> _EXCERPT PROVIDED_:
By David M. Greenwald
Executive Editor
San Francisco, CA – Last week, ACLU of Northern California released two reports detailing how the top prosecutors in Sacramento and Merced Counties have used their authority to pursue policies and practices that contribute to high incarceration rates, vast disparities in charging, and the criminalization of mental illness and poverty.
“Within the criminal legal system, district attorneys wield outsize power over people’s lives. They decide who gets charged with a crime, which charges to bring against an individual, what punishment or rehabilitation to seek, and whether children should be tried as adults,” the report said.
The reports found that Sacramento DA Anne Marie Schubert and Merced County DA Kimberly Lewis have spent the bulk of their offices’ resources prosecuting low-level crimes.
“These draconian policies have funneled a disproportionate number of Black people into jails and prisons when many of these individuals shouldn’t have been prosecuted at all for such low-level offenses or should have been sent to community-based diversion programs,” the report continued.
“The policy changes that we are calling for have been proven to reduce the likelihood that people will have repeated contact with the criminal legal system, while also reducing crime,” said Yoel Haile, director of the criminal justice program at the ACLU of Northern California.
He added, “It makes absolutely no sense for these DAs to dole out unnecessarily harsh penalties for low-level offenses which increases incarceration rates and leads to soaring costs. Voters can and should hold them accountable.”
Among the key recommendations:
- End punitive charging and sentencing by discontinuing the criminal prosecution of certain low-level offenses like simple drug possession and trespassing.
- Adopt a list of low-level offenses such as misdemeanor DUI and petty theft that DAs automatically address through community-based treatment, rather than prosecution.
- Institute a policy to never transfer a child to adult court and create a policy to proactively seek pre-plea restorative justice diversion for the most common charges for youth.

> _SOURCE DATA_:

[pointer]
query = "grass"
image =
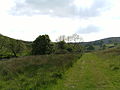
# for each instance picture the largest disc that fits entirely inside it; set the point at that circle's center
(94, 71)
(34, 72)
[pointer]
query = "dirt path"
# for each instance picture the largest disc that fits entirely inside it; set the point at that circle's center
(89, 73)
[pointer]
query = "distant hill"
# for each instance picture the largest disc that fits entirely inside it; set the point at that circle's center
(102, 44)
(110, 40)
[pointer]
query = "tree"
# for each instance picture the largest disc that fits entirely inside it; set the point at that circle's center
(14, 46)
(90, 47)
(42, 45)
(61, 45)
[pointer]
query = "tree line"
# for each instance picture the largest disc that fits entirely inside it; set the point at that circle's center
(40, 46)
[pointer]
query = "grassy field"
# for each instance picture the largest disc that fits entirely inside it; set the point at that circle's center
(34, 72)
(94, 71)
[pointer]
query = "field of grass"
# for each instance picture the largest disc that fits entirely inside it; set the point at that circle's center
(94, 71)
(34, 72)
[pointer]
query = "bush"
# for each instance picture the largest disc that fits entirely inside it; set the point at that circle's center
(42, 45)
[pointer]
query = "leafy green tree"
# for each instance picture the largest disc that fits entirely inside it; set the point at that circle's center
(89, 47)
(42, 45)
(61, 45)
(14, 46)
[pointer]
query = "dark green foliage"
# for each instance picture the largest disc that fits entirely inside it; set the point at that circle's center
(11, 47)
(89, 47)
(34, 72)
(61, 45)
(42, 45)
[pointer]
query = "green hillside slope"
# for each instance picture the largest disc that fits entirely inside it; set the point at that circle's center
(10, 47)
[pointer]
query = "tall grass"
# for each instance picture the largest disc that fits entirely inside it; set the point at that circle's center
(34, 72)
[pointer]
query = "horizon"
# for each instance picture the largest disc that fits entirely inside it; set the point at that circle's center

> _TRY IT_: Continue the article on the ACLU of Northern California reports about the Sacramento and Merced County district attorneys, picking up after its final recommendation.

> _ANSWER TO THIS TASK_:
- Limit discretionary decisions that lead to racist outcomes by establishing a policy to automatically file so called wobblers (crimes that can be charged as felonies or misdemeanors) as misdemeanors; end the use of sentence enhancements; and publish reliable key metrics on racial disparities in charging and sentencing to improve transparency.
The Sacramento DA, the report found, “filed 97,716 charges between 2017 and 2018. Although Black people represent just 11 percent of Sacramento County residents, they represent 28 percent of people criminally charged by the DA’s office.”
Seventy two percent of offenses were ultimately charged as misdemeanors and 28% as felonies.
“More than half (63%) of all charges were for offenses that should have been diverted or declined to be charged. In comparison, just 3 percent of all charges were for serious or violent offenses,” the report found.
“The Sacramento DA’s office should end overly punitive charging and sentencing practices by… Ending the over-criminalization of low-level offenses by instituting the ACLU’s decline to charge and pre-file diversion lists, which would eliminate roughly 50% of the DA’s caseload,” the report found. “Advising all prosecutors to presumptively file wobbler charges as misdemeanors; and Ending the use of sentencing enhancements, as San Francisco DA Boudin and Los Angeles DA Gascón have done.”
The report was also critical of Sacramento’s handling of police killings. There have been 35 such killings since Schubert took over in 2015, “but her office did not file charges in a single instance.”
“Notably, she failed to charge any of the officers involved in the killing of Stephon Clark, an unarmed Black man who was shot to death by police officers in his grandmother’s backyard in 2018,” the report said.
“DA Schubert should better hold law enforcement accountable by Supporting the creation of an entity entirely separate from the DA’s office for the purpose of prosecuting cases against law enforcement officials, which will help remove conflicts of interest,” the report recommended. In addition she should “no longer accept donations from police unions, thereby removing their undue influence on campaign finance.”
The report in Merced found similar problems there.
“Despite the decrease in crime rates associated with COVID-19, DA Lewis filed more charges in 2019 and 2020 than her predecessor did in the previous two years,” the ACLU found. Three quarters of all charges filed by former DA Morse in 2017–18 and DA Lewis in 2019-20 were misdemeanor charges. Furthermore, 62 percent of all charges filed under DA Morse and DA Lewis were for offenses that should be declined to charge or diverted to community-based treatment programs.”
Racial disparities were glaring.
“Under DA Lewis, the Merced DA’s office has begun to track racial demographic information of adults and juveniles charged by their office. Such data collection is crucial to understanding and addressing the drivers of racial disparities throughout the criminal legal system. Although Black people represent less than 4 percent of the Merced County population, 9.23 percent of all adult charges and 17 percent of all juvenile charges were filed against Black people in 2019 and 2020,” the report found.